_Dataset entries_
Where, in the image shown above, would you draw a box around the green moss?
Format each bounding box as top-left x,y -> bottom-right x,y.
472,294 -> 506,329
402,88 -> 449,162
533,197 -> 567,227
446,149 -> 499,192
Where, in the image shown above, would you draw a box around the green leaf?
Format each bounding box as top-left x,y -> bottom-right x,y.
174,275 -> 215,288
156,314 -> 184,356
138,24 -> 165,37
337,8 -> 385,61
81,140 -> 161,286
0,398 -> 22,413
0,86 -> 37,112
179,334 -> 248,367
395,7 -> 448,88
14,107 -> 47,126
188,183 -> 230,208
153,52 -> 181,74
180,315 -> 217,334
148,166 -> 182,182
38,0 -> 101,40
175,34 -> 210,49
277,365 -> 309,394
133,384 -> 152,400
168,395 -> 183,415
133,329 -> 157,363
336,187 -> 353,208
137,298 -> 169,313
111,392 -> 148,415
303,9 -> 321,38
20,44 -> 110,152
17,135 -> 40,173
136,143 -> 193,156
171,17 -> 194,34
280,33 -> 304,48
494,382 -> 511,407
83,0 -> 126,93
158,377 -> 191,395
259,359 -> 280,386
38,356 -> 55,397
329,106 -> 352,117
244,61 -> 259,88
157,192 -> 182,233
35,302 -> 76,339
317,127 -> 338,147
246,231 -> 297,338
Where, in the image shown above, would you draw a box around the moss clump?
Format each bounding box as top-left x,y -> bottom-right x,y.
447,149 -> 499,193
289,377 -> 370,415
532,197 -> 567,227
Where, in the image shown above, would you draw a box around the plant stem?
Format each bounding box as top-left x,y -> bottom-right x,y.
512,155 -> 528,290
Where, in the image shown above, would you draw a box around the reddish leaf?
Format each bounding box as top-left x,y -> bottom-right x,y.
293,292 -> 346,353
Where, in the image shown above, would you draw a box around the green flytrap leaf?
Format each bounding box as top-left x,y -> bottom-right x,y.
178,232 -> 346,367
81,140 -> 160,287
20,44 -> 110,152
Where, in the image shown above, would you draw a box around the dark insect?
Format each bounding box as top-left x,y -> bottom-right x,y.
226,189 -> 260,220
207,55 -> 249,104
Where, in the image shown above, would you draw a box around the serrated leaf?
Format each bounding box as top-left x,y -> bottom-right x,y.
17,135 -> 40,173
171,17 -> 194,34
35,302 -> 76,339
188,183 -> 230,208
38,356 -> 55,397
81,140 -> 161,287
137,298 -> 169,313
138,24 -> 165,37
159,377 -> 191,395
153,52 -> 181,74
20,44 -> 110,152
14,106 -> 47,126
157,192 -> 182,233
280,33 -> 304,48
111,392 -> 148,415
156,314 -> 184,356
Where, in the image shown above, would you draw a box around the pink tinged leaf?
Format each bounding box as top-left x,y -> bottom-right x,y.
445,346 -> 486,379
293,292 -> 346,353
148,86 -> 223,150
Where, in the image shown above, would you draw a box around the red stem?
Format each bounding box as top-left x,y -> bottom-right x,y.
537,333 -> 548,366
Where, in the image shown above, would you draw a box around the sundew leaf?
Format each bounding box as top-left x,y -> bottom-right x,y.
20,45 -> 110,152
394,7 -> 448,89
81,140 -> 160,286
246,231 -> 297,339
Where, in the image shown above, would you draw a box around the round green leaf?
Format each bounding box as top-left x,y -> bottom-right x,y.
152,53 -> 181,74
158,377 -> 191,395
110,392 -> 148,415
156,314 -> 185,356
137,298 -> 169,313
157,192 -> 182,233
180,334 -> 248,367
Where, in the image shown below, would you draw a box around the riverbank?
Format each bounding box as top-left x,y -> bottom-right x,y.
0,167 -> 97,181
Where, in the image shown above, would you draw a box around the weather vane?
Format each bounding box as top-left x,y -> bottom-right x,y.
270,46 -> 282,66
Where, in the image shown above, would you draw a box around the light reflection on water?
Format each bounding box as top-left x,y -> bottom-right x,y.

_REQUIRED WORK_
Find the word "leaf" in the entries and show each line where it is found.

_SOLUTION TO THIS TASK_
Where, in the image shown above, would you draw a box around the green leaf?
Where, in the image shown above, would you draw a box around the reddish leaf?
Where, in the image shown above, would you draw a box around the green flytrap leaf?
Where, in the image shown above, would you draw a box around the serrated leaf?
Where, in the image shown above, would you draw a box around the pink tinged leaf?
Where, in the image shown above, would you draw a box around the sundew leaf?
Where, in the image shown above, would you draw a box around the round green leaf?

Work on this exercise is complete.